Set problem:
Reproduce word for word the part of the passage on instructor presence in online classes below, starting at "In the early" and ending at "of their prose.".
══ Excerpted passage
I have been developing online classes for more than ten years, and over that period of time, the concept of "instructor presence" has evolved significantly.
In the early days of online courses, an online course was typically created as an extension of an instructor's classroom version of the same course. Even today, many online classes include videos of an instructor standing in front of a blackboard (or whiteboard) lecturing to a classroom of students, with the idea that creating a video to replicate the classroom experience is the best way to make sure that online students have the same classroom experience as the on-campus students. Even without videos, the content was created by the instructor who intended to teach the class, allowing the instructor to embed their personality into the contents based on the style of their prose.
While we have moved away from this model to some extent, the fact remains that most stakeholders in the educational process believe that the instructor should be fully engaged with the online class, in the same way that a classroom instructor is. Adult students in particular often feel the need to have an authority who can provide details about what they are expected to learn, with guidelines on how they will prove that they have learned the material. Malcolm Knowles's proposals on the features of androgogy focus on student-centered learning, which requires that students be provided with all of the information and tools that they need to succeed, but David Grow's Staged Self-Directed Learning model suggests that there is a broader range of student engagement patterns, based on their readiness to learn (Stravredos, Chapter 2). In either case, the presence of a human instructor can be a vital part of the learning process, even when the course takes place fully online.
In parallel, though, the content of an online class has shifted from being the digital recreation of a specific instructor's class to that of an online textbook of sorts. Instead of each instructor creating their own class online, the concept of "cookie cutter" classes is becoming pervasive. In this model, a subject matter expert--often with teaching experience, but not always a full-time instructor--is hired to develop the course content, while an educational technology expert publishes the content to an online course. That course can then be duplicated and assigned to different instructors, so that the school can offer multiple but identical sections of the same course, and to ensure that the course is the same from one semester to the next.
════
══ Information shown
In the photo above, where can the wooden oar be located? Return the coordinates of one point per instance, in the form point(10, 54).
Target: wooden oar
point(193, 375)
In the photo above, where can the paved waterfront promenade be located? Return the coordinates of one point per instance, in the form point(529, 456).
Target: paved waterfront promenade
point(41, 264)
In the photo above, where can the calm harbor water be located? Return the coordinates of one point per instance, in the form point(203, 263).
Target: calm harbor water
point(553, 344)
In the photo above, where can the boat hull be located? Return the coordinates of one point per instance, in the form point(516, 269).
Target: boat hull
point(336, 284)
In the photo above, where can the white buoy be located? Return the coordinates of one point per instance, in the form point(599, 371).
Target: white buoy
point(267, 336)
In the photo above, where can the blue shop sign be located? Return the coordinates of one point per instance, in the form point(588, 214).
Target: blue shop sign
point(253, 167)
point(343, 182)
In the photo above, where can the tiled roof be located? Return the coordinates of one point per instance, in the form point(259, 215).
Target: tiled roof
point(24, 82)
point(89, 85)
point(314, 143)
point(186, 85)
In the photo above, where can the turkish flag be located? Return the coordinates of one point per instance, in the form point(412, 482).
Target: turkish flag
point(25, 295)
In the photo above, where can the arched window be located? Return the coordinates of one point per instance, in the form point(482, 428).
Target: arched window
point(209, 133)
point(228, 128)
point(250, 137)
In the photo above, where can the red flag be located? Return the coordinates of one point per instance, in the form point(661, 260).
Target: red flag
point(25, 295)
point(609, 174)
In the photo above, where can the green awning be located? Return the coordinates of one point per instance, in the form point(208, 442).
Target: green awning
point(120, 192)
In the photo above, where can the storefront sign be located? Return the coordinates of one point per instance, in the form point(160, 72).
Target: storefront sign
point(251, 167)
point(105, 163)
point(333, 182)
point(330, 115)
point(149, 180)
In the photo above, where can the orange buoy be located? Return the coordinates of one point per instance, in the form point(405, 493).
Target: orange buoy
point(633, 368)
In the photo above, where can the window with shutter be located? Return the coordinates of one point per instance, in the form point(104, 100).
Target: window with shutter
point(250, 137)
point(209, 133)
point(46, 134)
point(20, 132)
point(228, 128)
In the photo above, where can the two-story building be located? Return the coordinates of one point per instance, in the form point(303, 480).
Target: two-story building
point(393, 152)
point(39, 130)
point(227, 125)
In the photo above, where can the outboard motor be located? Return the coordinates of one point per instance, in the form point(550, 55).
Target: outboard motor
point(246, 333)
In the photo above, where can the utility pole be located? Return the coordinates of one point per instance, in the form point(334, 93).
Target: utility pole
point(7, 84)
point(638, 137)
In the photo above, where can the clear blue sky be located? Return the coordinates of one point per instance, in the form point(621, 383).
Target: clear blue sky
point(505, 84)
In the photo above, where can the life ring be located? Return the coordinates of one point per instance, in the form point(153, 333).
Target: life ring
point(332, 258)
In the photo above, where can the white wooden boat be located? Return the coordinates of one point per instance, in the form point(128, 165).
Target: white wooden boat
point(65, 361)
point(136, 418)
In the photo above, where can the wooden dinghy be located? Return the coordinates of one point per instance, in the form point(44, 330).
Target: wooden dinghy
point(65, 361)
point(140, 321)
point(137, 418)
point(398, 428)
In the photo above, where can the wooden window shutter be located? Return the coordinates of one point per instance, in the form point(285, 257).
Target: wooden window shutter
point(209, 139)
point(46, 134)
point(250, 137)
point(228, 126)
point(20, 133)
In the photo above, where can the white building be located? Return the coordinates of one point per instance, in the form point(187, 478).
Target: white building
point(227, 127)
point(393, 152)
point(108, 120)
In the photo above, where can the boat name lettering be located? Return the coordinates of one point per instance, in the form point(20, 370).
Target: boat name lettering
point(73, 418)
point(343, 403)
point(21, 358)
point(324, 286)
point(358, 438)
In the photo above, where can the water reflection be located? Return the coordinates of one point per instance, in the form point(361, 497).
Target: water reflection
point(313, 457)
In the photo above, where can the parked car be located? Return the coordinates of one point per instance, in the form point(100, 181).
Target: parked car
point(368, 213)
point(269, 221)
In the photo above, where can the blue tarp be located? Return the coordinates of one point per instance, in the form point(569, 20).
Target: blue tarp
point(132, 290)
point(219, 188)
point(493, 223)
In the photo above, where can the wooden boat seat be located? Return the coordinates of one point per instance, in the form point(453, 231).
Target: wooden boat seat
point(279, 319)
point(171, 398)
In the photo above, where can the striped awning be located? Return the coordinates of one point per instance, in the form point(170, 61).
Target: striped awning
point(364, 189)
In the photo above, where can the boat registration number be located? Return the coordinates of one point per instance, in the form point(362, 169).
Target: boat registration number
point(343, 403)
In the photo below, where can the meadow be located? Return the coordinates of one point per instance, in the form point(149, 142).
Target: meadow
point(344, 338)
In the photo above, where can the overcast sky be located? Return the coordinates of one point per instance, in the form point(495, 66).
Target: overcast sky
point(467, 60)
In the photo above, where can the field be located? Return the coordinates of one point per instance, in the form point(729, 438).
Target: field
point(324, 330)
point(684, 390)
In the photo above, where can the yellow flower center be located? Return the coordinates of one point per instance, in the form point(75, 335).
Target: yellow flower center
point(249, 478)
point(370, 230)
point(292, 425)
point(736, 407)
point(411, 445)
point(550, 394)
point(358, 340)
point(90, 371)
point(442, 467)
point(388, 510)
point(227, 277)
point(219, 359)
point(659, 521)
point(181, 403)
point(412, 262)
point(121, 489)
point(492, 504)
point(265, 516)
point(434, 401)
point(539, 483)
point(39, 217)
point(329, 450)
════
Output for this task:
In the early days of online courses, an online course was typically created as an extension of an instructor's classroom version of the same course. Even today, many online classes include videos of an instructor standing in front of a blackboard (or whiteboard) lecturing to a classroom of students, with the idea that creating a video to replicate the classroom experience is the best way to make sure that online students have the same classroom experience as the on-campus students. Even without videos, the content was created by the instructor who intended to teach the class, allowing the instructor to embed their personality into the contents based on the style of their prose.